• DIRECTION:
Copy the records from the line that contains "Please indicate the dark" through the end of the records, requests included. Decrease every number in the marked coordinates by 60, and leave the sample coordinates inside the requests unchanged.

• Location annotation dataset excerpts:
- - - - - - -
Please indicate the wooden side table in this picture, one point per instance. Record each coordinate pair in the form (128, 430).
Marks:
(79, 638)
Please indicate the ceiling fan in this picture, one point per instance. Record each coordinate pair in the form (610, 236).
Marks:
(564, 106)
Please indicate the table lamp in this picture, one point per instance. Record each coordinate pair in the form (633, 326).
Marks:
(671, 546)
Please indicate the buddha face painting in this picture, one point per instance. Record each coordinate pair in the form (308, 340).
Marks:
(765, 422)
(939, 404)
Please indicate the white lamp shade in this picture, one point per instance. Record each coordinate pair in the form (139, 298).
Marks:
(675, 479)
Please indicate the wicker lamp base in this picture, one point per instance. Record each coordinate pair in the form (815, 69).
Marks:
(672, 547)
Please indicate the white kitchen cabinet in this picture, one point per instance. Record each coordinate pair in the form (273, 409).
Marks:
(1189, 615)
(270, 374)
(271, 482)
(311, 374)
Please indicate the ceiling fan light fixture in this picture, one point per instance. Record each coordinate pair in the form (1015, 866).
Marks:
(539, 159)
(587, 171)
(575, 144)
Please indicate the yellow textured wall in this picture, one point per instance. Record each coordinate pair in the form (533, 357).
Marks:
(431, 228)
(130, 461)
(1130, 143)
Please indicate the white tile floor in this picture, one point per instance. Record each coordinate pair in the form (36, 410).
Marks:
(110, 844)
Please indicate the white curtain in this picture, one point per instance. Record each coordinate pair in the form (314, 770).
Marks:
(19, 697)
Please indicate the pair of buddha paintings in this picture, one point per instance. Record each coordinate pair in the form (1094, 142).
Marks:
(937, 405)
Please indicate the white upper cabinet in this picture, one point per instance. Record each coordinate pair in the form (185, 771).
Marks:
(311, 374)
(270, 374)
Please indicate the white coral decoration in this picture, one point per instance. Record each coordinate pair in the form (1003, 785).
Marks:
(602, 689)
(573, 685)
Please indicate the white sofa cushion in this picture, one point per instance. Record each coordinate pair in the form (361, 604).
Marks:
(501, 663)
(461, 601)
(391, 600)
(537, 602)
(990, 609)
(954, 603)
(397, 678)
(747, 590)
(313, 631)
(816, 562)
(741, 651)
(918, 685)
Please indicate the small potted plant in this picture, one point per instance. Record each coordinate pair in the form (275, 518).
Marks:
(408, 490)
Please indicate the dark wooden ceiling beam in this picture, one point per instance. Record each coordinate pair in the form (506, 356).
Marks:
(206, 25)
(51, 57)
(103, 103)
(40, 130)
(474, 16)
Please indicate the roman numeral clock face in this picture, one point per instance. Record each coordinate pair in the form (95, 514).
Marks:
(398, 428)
- - - - - - -
• SOLUTION:
Please indicate the dark wooden ceiling beam in this picture, one point per instance. Record each coordinate pair in the form (506, 356).
Marks:
(146, -35)
(-9, -3)
(43, 43)
(-20, 70)
(414, -44)
Please indicate the roman numeral clock face in this picture, one point per instance. Record each coordinate pair in the form (95, 514).
Marks:
(338, 368)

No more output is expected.